Source records —
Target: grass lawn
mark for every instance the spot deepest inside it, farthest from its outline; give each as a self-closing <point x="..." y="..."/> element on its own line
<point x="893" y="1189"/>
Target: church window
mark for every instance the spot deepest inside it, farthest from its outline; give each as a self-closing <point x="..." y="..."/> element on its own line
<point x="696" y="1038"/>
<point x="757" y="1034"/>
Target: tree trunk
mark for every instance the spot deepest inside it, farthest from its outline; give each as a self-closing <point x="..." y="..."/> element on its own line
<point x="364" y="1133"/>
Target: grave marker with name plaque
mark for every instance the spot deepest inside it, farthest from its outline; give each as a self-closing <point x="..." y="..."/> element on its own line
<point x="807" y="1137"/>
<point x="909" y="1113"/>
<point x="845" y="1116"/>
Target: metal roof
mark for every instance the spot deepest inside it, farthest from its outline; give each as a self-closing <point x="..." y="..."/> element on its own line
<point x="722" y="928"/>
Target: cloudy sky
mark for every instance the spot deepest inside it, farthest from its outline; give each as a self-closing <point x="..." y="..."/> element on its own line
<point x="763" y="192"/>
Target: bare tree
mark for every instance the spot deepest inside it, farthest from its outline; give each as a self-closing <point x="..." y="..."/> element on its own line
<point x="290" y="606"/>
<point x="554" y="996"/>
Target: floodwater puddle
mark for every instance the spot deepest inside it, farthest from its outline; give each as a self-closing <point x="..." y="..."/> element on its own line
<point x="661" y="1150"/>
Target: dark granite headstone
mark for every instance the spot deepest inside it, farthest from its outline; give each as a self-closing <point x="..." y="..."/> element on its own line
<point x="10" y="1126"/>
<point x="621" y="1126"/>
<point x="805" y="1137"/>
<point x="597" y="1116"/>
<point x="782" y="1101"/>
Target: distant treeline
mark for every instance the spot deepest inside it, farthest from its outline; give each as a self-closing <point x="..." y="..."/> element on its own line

Aim —
Please rewrite the lines above, putting "tin roof" in place of "metal roof" and leaving everything else the same.

Exercise result —
Target: grass lawn
mark for every instance the spot deepest inside it, farthest from its outline; give each as a self-closing <point x="..." y="..."/> element on its own line
<point x="893" y="1189"/>
Target: church window
mark for every instance the spot deepest inside it, farthest from its outline; give each as a self-closing <point x="..." y="..."/> element on its own line
<point x="696" y="1038"/>
<point x="757" y="1034"/>
Target: tree trunk
mark for every instance the spot deepest inside it, farthest from its outline; give each as a self-closing <point x="..." y="..."/> element on its own line
<point x="364" y="1133"/>
Target: grave marker with name plaque
mark for every instance the spot deepest inside it, farthest from its outline; give each as a self-closing <point x="..." y="..."/> element on its own line
<point x="807" y="1137"/>
<point x="909" y="1113"/>
<point x="845" y="1116"/>
Target: tin roof
mark for every instance the spot deepest inside it, farthest from its outline; give each as a self-closing <point x="..." y="..."/> element on its own line
<point x="722" y="928"/>
Target: cloudy sky
mark for every instance the spot deepest inside it, farthest from its outline; give each as a self-closing <point x="..." y="..."/> element on its own line
<point x="763" y="192"/>
Target: bare tree
mark for every instance the spot deepest inside it, farthest from its outline; give each as a self-closing <point x="..." y="..."/> element on its own line
<point x="290" y="606"/>
<point x="554" y="996"/>
Target: floodwater puddle
mark for every instance the spot deepest inside it, farthest from its outline; give each as a self-closing <point x="..." y="..."/> element on its own line
<point x="661" y="1150"/>
Target: dark granite headstone
mark for every instance the spot deepest inside it, farthest from its outline; give each as a self-closing <point x="..." y="..."/> element on its own line
<point x="10" y="1126"/>
<point x="621" y="1126"/>
<point x="805" y="1137"/>
<point x="597" y="1116"/>
<point x="782" y="1101"/>
Target: distant treeline
mark for every instance the spot deepest inside it, farthest from its outline; give each as a self-closing <point x="..." y="..."/> element on its own line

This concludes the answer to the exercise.